*YOUR TASK:*
Every record below should be transcribed exactly. Omit the images.

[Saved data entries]
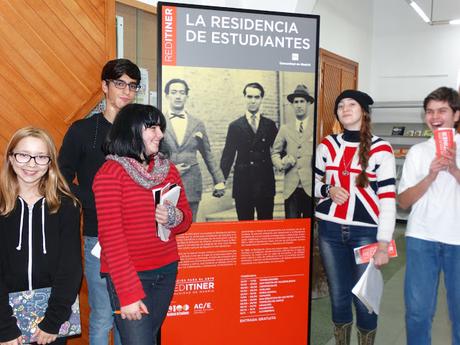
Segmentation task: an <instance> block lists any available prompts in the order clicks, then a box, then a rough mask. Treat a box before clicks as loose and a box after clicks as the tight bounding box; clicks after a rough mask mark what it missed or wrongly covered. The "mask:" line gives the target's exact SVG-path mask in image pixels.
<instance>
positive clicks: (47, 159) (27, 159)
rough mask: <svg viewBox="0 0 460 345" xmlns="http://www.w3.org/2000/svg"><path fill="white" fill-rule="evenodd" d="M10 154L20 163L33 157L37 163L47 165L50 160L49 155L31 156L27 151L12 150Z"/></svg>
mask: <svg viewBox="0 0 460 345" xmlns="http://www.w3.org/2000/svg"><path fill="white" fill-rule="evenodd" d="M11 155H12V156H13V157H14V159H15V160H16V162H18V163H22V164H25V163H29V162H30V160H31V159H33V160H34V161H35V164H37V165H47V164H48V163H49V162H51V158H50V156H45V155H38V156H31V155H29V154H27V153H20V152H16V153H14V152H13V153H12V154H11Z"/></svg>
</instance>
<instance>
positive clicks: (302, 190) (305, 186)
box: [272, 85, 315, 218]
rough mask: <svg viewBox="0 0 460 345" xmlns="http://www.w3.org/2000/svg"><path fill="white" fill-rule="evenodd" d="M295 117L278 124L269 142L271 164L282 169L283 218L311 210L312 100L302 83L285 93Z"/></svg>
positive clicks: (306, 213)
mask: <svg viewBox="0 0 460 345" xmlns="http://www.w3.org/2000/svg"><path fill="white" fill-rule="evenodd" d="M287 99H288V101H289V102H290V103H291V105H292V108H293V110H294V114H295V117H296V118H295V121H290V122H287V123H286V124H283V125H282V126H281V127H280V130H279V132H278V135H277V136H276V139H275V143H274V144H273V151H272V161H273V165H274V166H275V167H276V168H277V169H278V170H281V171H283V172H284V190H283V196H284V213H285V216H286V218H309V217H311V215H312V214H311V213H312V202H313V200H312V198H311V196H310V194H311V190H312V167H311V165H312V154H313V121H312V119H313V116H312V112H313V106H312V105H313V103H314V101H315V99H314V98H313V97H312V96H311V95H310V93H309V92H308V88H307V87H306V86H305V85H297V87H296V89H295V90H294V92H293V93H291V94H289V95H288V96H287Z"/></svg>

*SOLVED PROBLEM:*
Segmentation task: an <instance> block lists any available prompts in the order clicks, then a box, then a rough mask. Treat a box before clicks as loose and a box after clicks as the tight bounding box; clicks after a rough mask mark what it missed or wrongly covered. The "mask:" line gives the target's exact SVG-path mask in image pixels.
<instance>
positive clicks: (47, 159) (27, 159)
rough mask: <svg viewBox="0 0 460 345" xmlns="http://www.w3.org/2000/svg"><path fill="white" fill-rule="evenodd" d="M10 154L20 163L33 157L37 163L47 165L50 160L49 155L31 156L27 151L12 150Z"/></svg>
mask: <svg viewBox="0 0 460 345" xmlns="http://www.w3.org/2000/svg"><path fill="white" fill-rule="evenodd" d="M11 155H12V156H13V157H14V159H15V160H16V162H18V163H22V164H25V163H29V162H30V160H31V159H33V160H34V161H35V164H37V165H47V164H48V163H49V162H51V158H50V156H45V155H38V156H31V155H29V154H27V153H20V152H16V153H14V152H13V153H12V154H11Z"/></svg>
</instance>
<instance>
positive clicks: (302, 190) (305, 186)
box: [272, 85, 315, 218]
rough mask: <svg viewBox="0 0 460 345" xmlns="http://www.w3.org/2000/svg"><path fill="white" fill-rule="evenodd" d="M295 117L278 124L269 142L271 164L282 169L283 218L311 210L312 100L302 83L285 93Z"/></svg>
positive clicks: (306, 213)
mask: <svg viewBox="0 0 460 345" xmlns="http://www.w3.org/2000/svg"><path fill="white" fill-rule="evenodd" d="M287 99H288V101H289V102H290V103H291V105H292V108H293V110H294V114H295V117H296V118H295V121H290V122H287V123H286V124H283V125H282V126H281V127H280V130H279V132H278V135H277V136H276V139H275V143H274V144H273V151H272V161H273V165H274V166H275V167H276V168H277V169H278V170H281V171H283V172H284V190H283V196H284V213H285V216H286V218H309V217H311V215H312V214H311V213H312V202H313V200H312V198H311V196H310V194H311V190H312V167H311V165H312V154H313V121H312V119H313V116H312V112H313V106H312V105H313V103H314V101H315V99H314V98H313V97H312V96H311V95H310V93H309V92H308V88H307V87H306V86H305V85H297V87H296V89H295V90H294V92H293V93H291V94H289V95H288V96H287Z"/></svg>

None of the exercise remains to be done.